:: Text segment ::
======

This month, residents of a block of flats in Poole will be turning their building into an art gallery as part of the Light Up Poole festival.
For three nights, from 20th to 22nd February, Poole’s Quay, Old Town and High Street will be transformed after dark by digital light art. As well as newly commissioned work by international artists this year’s festival will have a strong emphasis on participatory community engagement projects. This year’s festival will address diversity in terms of age, faith, social exclusion and migration in response to the theme Spectrum.
The residents of Drake Court have been inspired by the Light Up Poole festival theme to look at the wildlife of Brownsea Island and Europe’s largest natural harbour. The National Trust invited residents to Brownsea to spot the rare red squirrels and learn more from the island rangers; whilst family workshops at Dorset Scrapstore have enabled residents to create light art displays, which will be exhibited during the festival.

======

(Pointing and labeling items)
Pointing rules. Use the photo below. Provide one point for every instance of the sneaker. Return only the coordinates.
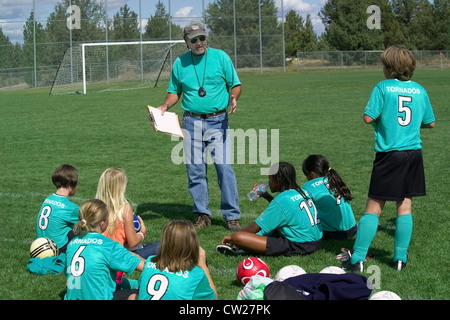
(233, 225)
(399, 265)
(202, 220)
(226, 249)
(354, 267)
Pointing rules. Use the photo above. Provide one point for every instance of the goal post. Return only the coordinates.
(142, 63)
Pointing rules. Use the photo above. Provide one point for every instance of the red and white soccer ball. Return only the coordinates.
(333, 270)
(289, 272)
(385, 295)
(250, 267)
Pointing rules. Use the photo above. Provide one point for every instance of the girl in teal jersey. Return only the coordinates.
(331, 197)
(58, 214)
(179, 270)
(92, 260)
(398, 108)
(288, 226)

======

:: Work instructions ::
1. Can you condense the paragraph of the Light Up Poole text that begins "For three nights" into a short bulleted list that keeps its main facts?
2. Could you quote the Light Up Poole text between "For three nights, from" and "the theme Spectrum.", inclusive?
You won't need the items for this work.

:: Results for each task ::
1.
- Dates: three nights, 20th to 22nd February
- Places: Poole's Quay, Old Town and High Street, transformed after dark by digital light art
- Program: newly commissioned work by international artists, with a strong emphasis on participatory community engagement projects
- Theme: Spectrum, addressing diversity in age, faith, social exclusion and migration

2.
For three nights, from 20th to 22nd February, Poole’s Quay, Old Town and High Street will be transformed after dark by digital light art. As well as newly commissioned work by international artists this year’s festival will have a strong emphasis on participatory community engagement projects. This year’s festival will address diversity in terms of age, faith, social exclusion and migration in response to the theme Spectrum.